Please set down, word for word, each line from the one containing "For practice, label the rear door" through the final line of the records below, both included, and nothing else.

**Supplied material:**
########################################
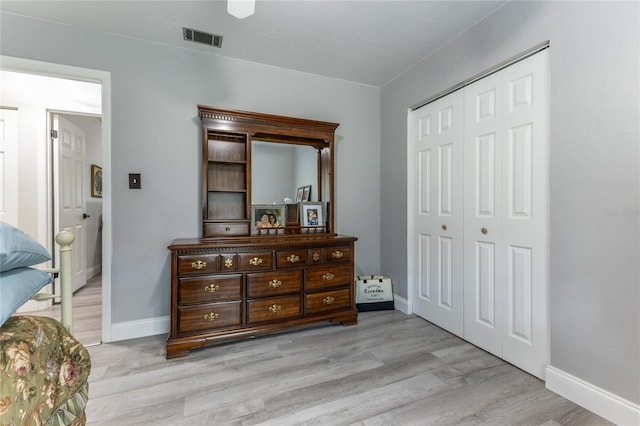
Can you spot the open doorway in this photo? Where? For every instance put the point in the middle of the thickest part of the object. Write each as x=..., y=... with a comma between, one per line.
x=37, y=214
x=76, y=146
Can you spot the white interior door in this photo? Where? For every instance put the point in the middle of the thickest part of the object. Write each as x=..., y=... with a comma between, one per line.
x=69, y=190
x=506, y=157
x=499, y=246
x=436, y=209
x=525, y=223
x=9, y=166
x=483, y=259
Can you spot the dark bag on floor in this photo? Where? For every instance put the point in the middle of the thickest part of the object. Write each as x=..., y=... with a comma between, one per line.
x=374, y=293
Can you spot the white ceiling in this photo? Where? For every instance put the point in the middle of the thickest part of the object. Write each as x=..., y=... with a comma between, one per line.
x=369, y=42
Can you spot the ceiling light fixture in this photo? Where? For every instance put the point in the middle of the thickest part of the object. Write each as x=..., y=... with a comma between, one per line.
x=241, y=8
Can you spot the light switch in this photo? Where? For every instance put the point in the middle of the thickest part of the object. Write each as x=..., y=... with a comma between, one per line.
x=134, y=181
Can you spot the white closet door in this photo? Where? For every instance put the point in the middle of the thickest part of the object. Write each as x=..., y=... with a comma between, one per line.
x=436, y=209
x=525, y=222
x=483, y=159
x=506, y=219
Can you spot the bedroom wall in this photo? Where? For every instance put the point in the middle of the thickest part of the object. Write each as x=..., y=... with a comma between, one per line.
x=594, y=172
x=156, y=132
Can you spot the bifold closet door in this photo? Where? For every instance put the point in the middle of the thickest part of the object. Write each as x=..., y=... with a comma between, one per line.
x=506, y=214
x=437, y=212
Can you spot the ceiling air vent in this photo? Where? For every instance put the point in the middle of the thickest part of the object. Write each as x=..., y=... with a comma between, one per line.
x=201, y=37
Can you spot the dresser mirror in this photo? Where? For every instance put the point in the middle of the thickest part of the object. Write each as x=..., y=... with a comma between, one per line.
x=237, y=281
x=279, y=169
x=253, y=159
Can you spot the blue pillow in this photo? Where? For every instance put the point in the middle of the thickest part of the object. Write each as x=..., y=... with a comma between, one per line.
x=18, y=250
x=17, y=286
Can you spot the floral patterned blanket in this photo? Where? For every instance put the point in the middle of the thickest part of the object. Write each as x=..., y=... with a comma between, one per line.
x=43, y=373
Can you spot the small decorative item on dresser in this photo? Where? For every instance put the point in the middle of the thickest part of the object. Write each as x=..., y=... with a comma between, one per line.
x=312, y=216
x=374, y=293
x=267, y=219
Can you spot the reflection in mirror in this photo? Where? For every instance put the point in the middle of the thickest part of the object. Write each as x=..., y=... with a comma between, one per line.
x=278, y=169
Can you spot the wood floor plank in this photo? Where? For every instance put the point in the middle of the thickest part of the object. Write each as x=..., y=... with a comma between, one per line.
x=390, y=369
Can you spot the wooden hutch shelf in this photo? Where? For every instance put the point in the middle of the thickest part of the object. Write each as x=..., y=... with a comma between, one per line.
x=238, y=280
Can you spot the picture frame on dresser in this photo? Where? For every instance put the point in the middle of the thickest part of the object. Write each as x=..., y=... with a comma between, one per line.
x=306, y=193
x=265, y=217
x=312, y=214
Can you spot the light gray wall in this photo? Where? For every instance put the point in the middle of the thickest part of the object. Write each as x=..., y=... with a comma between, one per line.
x=156, y=132
x=594, y=171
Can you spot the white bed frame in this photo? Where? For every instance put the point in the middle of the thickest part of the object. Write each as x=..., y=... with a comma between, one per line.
x=64, y=240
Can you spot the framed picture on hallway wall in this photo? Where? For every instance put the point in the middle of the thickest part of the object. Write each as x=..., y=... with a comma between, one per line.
x=96, y=181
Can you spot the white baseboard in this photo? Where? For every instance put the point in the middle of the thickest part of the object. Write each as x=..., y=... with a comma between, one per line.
x=599, y=401
x=142, y=328
x=402, y=304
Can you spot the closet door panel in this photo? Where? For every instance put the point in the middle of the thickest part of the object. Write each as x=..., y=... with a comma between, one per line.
x=437, y=212
x=525, y=223
x=483, y=150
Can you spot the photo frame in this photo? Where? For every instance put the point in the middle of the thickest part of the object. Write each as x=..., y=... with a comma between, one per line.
x=312, y=214
x=96, y=181
x=306, y=193
x=267, y=218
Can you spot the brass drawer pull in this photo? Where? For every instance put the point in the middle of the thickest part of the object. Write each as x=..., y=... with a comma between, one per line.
x=212, y=288
x=198, y=264
x=274, y=309
x=275, y=283
x=211, y=316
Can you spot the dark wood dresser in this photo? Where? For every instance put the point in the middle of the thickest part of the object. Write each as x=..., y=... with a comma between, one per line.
x=249, y=274
x=256, y=286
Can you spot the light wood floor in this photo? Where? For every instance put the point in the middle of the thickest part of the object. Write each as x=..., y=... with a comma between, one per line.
x=390, y=369
x=87, y=312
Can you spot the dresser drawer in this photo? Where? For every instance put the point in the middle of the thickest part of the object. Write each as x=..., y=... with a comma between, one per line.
x=337, y=254
x=197, y=264
x=225, y=229
x=273, y=309
x=315, y=256
x=209, y=289
x=255, y=261
x=266, y=284
x=327, y=301
x=289, y=259
x=208, y=317
x=327, y=276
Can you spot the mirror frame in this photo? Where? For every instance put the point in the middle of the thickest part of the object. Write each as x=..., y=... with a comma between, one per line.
x=285, y=130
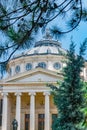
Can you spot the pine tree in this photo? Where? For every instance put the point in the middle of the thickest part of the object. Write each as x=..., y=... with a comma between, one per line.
x=68, y=97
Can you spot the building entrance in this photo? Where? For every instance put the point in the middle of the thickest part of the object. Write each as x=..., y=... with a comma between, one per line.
x=27, y=121
x=41, y=122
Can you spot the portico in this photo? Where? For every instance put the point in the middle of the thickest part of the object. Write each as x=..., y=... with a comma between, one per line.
x=24, y=94
x=32, y=109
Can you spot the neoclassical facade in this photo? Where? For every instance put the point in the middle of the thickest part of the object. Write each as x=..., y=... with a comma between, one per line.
x=24, y=94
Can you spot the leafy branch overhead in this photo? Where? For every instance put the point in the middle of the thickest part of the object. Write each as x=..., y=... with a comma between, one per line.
x=21, y=19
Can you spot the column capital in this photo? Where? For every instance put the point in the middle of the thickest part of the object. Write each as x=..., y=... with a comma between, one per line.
x=4, y=94
x=46, y=93
x=32, y=93
x=18, y=94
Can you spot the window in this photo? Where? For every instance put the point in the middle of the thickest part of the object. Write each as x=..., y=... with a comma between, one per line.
x=42, y=65
x=28, y=66
x=1, y=111
x=17, y=69
x=54, y=117
x=57, y=65
x=41, y=122
x=48, y=51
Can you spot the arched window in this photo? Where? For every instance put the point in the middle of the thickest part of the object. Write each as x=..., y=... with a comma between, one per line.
x=42, y=65
x=57, y=65
x=28, y=66
x=17, y=69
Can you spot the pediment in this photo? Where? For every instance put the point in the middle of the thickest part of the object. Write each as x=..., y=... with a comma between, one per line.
x=37, y=75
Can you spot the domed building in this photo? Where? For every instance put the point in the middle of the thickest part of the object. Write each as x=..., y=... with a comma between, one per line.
x=25, y=95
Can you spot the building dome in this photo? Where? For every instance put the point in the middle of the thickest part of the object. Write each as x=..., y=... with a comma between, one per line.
x=46, y=47
x=47, y=54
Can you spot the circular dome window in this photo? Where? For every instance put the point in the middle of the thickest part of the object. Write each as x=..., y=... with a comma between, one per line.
x=17, y=69
x=28, y=66
x=42, y=65
x=57, y=65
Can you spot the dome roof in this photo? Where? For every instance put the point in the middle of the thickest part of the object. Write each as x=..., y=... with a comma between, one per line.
x=46, y=47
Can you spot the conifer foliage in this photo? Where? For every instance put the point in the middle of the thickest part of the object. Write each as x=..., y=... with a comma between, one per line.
x=68, y=97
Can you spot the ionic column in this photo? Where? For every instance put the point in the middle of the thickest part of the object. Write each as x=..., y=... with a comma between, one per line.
x=4, y=111
x=47, y=111
x=32, y=111
x=18, y=109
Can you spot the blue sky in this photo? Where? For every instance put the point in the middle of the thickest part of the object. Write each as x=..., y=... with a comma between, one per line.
x=78, y=34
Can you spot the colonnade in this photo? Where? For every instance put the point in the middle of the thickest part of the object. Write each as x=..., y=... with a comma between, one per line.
x=32, y=110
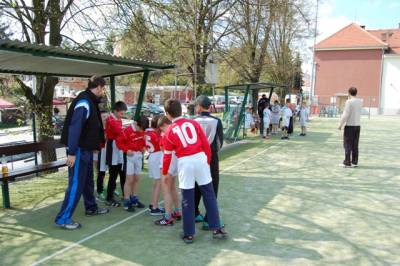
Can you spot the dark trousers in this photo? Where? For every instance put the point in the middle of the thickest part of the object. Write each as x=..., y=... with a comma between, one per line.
x=290, y=129
x=350, y=141
x=114, y=171
x=210, y=202
x=80, y=182
x=214, y=168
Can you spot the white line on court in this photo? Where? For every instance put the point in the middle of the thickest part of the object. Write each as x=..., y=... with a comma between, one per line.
x=75, y=244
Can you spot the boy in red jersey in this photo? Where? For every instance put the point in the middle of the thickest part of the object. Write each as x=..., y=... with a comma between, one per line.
x=153, y=139
x=132, y=142
x=171, y=197
x=114, y=156
x=187, y=139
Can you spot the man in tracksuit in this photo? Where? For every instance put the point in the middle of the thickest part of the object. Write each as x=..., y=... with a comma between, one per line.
x=82, y=134
x=213, y=129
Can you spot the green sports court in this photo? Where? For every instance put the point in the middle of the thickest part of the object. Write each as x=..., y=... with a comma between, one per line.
x=283, y=202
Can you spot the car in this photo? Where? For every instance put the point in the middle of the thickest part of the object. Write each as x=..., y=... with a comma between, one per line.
x=148, y=109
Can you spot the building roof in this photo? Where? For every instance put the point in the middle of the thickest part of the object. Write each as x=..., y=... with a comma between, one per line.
x=391, y=37
x=351, y=37
x=31, y=59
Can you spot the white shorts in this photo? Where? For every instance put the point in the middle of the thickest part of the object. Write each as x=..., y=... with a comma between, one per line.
x=193, y=169
x=102, y=164
x=154, y=164
x=134, y=163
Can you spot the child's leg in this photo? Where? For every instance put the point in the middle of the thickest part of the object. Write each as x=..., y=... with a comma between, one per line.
x=188, y=211
x=210, y=203
x=155, y=195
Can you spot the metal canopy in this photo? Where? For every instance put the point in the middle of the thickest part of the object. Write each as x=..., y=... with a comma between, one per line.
x=255, y=86
x=33, y=59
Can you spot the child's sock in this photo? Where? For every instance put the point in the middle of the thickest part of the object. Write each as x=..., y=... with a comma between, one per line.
x=134, y=199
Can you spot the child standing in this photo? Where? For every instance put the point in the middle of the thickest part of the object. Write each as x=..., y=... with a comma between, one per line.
x=132, y=143
x=275, y=116
x=266, y=120
x=286, y=115
x=153, y=140
x=171, y=197
x=187, y=139
x=114, y=156
x=303, y=118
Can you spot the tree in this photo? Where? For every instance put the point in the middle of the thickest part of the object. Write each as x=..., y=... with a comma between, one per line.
x=38, y=21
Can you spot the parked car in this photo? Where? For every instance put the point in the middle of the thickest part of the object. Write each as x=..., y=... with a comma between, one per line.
x=148, y=109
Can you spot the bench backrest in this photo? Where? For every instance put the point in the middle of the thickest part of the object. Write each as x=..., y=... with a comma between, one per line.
x=29, y=147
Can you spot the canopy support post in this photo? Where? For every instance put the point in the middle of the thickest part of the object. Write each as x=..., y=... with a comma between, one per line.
x=143, y=86
x=112, y=91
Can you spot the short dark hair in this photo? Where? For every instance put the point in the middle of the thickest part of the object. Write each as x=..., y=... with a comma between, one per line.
x=120, y=106
x=163, y=121
x=353, y=91
x=173, y=108
x=96, y=81
x=154, y=121
x=142, y=122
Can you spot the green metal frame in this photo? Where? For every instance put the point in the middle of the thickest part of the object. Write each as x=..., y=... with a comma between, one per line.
x=35, y=50
x=247, y=88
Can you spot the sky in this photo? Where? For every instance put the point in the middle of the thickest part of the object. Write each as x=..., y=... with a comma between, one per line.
x=334, y=15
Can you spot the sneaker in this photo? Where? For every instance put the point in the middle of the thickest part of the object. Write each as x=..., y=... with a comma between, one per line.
x=164, y=222
x=187, y=239
x=113, y=203
x=220, y=234
x=177, y=215
x=70, y=226
x=128, y=206
x=156, y=212
x=97, y=211
x=138, y=204
x=199, y=218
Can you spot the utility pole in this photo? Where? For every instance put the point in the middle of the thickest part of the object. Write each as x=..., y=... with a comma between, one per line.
x=314, y=69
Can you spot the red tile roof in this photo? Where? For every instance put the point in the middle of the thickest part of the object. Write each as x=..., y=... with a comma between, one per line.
x=351, y=37
x=391, y=37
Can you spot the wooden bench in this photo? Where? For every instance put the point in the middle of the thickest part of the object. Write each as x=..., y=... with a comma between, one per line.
x=27, y=172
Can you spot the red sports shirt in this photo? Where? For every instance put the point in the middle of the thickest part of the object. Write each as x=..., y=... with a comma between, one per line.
x=113, y=127
x=131, y=140
x=185, y=137
x=153, y=139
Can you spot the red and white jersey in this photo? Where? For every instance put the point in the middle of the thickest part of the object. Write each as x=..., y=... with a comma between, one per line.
x=153, y=139
x=131, y=139
x=185, y=137
x=113, y=127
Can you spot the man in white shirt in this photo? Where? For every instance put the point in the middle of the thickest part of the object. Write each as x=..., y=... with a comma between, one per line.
x=351, y=120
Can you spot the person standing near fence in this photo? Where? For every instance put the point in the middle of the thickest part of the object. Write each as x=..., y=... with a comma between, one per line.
x=351, y=121
x=82, y=134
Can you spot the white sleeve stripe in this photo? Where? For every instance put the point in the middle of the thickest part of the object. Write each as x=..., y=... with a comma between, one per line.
x=84, y=104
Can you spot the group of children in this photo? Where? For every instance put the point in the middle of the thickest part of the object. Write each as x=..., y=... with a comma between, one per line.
x=274, y=114
x=169, y=140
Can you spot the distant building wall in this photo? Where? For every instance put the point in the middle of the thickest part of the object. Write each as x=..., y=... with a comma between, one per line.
x=336, y=71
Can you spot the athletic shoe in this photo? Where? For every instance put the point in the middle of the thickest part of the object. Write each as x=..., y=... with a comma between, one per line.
x=70, y=226
x=138, y=204
x=156, y=212
x=220, y=234
x=164, y=222
x=187, y=239
x=177, y=215
x=97, y=211
x=206, y=226
x=199, y=218
x=128, y=206
x=113, y=203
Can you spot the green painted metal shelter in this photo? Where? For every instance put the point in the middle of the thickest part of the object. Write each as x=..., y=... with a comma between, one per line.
x=33, y=59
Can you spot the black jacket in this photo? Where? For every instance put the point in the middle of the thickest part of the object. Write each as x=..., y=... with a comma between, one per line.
x=92, y=133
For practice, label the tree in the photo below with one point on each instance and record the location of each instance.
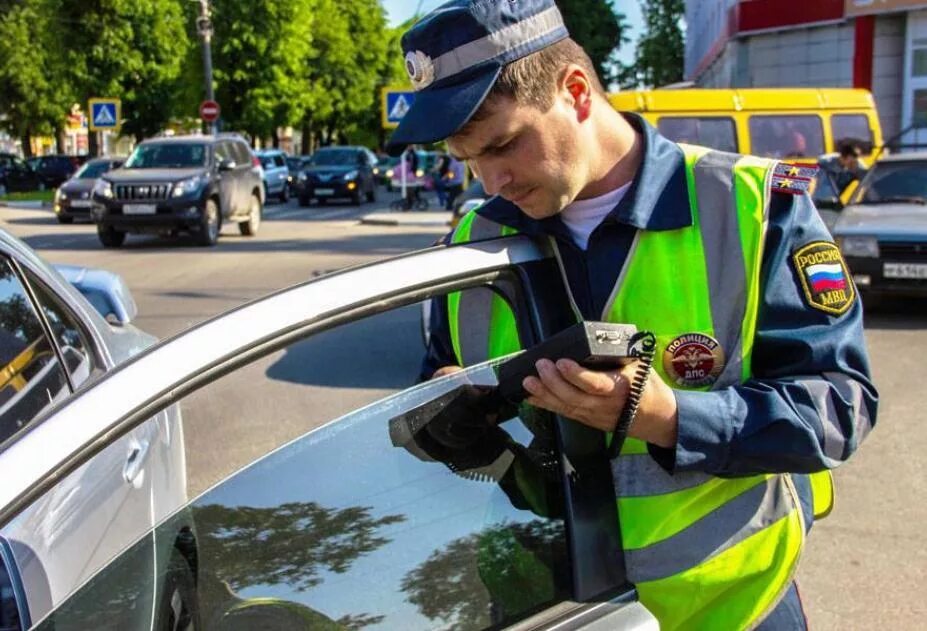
(288, 544)
(660, 56)
(35, 94)
(260, 49)
(131, 49)
(600, 30)
(490, 577)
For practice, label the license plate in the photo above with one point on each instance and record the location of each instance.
(905, 270)
(139, 209)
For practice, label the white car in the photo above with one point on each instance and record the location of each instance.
(61, 330)
(375, 507)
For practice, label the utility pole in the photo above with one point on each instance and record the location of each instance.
(204, 29)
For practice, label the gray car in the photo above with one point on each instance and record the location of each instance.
(61, 330)
(73, 197)
(404, 505)
(882, 233)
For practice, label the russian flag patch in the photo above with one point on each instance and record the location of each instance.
(825, 279)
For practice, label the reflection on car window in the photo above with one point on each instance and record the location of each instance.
(791, 136)
(31, 378)
(896, 182)
(381, 519)
(715, 132)
(72, 340)
(853, 129)
(167, 155)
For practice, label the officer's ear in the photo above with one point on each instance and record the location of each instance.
(577, 90)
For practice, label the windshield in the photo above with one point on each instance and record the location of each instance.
(895, 182)
(92, 170)
(334, 157)
(167, 156)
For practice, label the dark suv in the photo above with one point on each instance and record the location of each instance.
(338, 172)
(183, 183)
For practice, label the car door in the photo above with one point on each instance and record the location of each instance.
(368, 507)
(228, 179)
(70, 532)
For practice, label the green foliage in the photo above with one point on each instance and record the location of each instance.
(35, 95)
(259, 51)
(660, 55)
(599, 29)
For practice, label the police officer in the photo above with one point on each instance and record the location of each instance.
(760, 383)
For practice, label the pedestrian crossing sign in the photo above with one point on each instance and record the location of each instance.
(396, 102)
(105, 113)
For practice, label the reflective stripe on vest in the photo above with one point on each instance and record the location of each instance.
(703, 551)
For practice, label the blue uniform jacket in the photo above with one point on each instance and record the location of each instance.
(770, 423)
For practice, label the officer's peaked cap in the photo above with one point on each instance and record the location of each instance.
(455, 54)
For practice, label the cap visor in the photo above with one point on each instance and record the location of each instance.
(438, 112)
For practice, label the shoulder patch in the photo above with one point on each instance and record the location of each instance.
(824, 277)
(792, 178)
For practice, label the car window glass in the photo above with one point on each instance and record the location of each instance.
(715, 132)
(852, 129)
(241, 153)
(73, 340)
(454, 520)
(896, 182)
(31, 378)
(787, 136)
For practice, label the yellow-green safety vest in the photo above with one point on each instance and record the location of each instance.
(703, 552)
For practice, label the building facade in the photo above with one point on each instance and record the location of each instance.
(879, 45)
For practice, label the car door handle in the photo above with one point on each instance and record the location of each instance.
(135, 463)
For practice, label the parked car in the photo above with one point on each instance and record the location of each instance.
(388, 513)
(294, 165)
(61, 329)
(54, 169)
(72, 199)
(338, 173)
(182, 183)
(16, 175)
(882, 233)
(276, 173)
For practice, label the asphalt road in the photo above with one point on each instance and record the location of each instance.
(864, 567)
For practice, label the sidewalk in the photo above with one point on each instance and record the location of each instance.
(389, 217)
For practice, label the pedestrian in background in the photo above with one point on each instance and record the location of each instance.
(761, 382)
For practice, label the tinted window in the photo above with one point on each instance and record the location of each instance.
(717, 133)
(92, 170)
(390, 516)
(241, 152)
(31, 378)
(72, 339)
(895, 181)
(786, 136)
(224, 152)
(334, 157)
(168, 155)
(853, 129)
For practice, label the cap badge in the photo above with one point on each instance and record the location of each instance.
(693, 360)
(421, 69)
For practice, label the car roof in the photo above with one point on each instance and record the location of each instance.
(179, 139)
(912, 156)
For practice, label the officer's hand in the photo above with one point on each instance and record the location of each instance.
(596, 398)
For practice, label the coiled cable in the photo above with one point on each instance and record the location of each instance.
(642, 347)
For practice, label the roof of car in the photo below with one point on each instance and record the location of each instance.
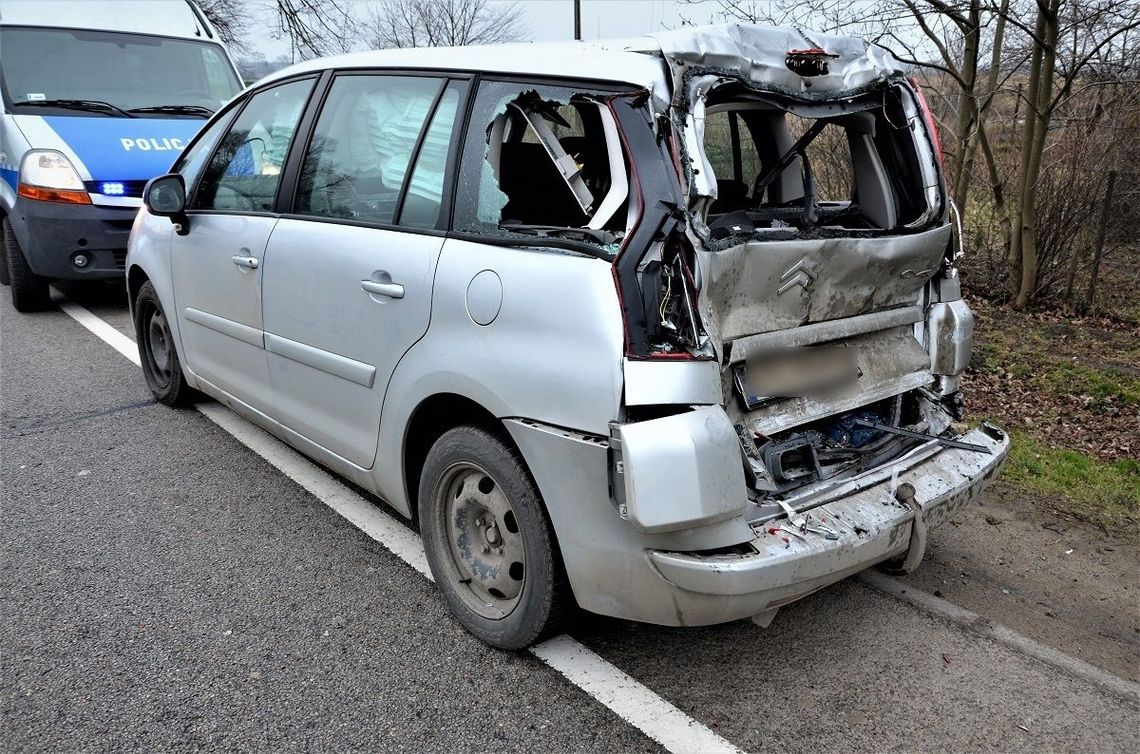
(757, 53)
(624, 61)
(161, 17)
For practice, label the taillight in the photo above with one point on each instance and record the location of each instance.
(931, 127)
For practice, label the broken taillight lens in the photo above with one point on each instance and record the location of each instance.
(928, 116)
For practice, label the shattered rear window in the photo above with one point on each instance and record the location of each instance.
(544, 162)
(851, 167)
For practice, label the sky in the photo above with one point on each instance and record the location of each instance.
(553, 19)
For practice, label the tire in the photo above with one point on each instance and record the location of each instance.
(29, 290)
(157, 355)
(489, 542)
(5, 232)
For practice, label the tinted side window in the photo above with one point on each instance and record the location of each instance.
(543, 161)
(246, 168)
(731, 151)
(363, 145)
(424, 197)
(192, 161)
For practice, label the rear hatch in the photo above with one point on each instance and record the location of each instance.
(813, 264)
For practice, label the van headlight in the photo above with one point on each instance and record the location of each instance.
(48, 176)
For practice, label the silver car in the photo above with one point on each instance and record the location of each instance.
(667, 329)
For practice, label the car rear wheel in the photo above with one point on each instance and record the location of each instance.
(488, 541)
(159, 358)
(29, 290)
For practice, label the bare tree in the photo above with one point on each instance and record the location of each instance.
(315, 27)
(441, 23)
(230, 19)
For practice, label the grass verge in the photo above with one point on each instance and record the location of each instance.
(1106, 493)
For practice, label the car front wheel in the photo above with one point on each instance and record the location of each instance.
(160, 362)
(488, 541)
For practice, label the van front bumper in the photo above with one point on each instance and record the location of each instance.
(53, 233)
(872, 526)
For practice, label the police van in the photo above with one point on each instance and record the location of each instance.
(97, 98)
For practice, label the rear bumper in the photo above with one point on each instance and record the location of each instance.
(53, 233)
(872, 527)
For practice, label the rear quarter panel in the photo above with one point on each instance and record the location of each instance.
(553, 353)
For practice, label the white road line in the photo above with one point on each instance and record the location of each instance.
(633, 702)
(1001, 634)
(102, 330)
(623, 695)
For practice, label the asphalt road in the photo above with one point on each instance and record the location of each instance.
(162, 586)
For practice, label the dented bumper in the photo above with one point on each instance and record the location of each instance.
(871, 526)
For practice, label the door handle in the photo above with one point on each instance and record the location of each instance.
(391, 290)
(249, 262)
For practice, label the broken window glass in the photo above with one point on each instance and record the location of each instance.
(848, 171)
(543, 162)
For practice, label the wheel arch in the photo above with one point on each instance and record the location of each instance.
(136, 276)
(428, 422)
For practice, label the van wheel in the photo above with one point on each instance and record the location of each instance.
(5, 280)
(488, 541)
(159, 358)
(29, 290)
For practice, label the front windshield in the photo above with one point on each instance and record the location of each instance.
(125, 71)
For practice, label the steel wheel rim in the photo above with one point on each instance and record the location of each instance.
(485, 548)
(157, 338)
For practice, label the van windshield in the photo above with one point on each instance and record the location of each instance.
(162, 76)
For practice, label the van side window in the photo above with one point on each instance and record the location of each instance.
(246, 168)
(363, 146)
(424, 196)
(544, 161)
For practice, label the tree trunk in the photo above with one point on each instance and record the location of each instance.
(967, 104)
(1101, 233)
(1041, 118)
(971, 147)
(1027, 130)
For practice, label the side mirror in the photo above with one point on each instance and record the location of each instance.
(165, 196)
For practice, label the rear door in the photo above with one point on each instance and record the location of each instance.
(348, 285)
(217, 266)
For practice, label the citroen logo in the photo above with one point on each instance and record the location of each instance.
(796, 275)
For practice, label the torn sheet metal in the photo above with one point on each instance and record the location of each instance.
(759, 55)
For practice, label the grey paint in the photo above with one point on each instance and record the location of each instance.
(650, 382)
(485, 297)
(682, 471)
(363, 325)
(841, 277)
(228, 351)
(951, 326)
(825, 331)
(339, 366)
(314, 297)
########################################
**Reply:**
For practice, label the rear door in the photo above with one point on each instance and record the location of each instance.
(348, 285)
(217, 266)
For practice, label the citroen logo in the photo above with one point on each instance and record the location of each instance.
(796, 275)
For practice, label the torn sheet metal in the photo above with one point on each instance and record the location of each instance.
(759, 55)
For practice, label the grey paint in the photo above with one point on each instance and record the location of each instance.
(650, 382)
(485, 297)
(682, 471)
(363, 325)
(841, 277)
(228, 351)
(951, 326)
(825, 331)
(339, 366)
(314, 297)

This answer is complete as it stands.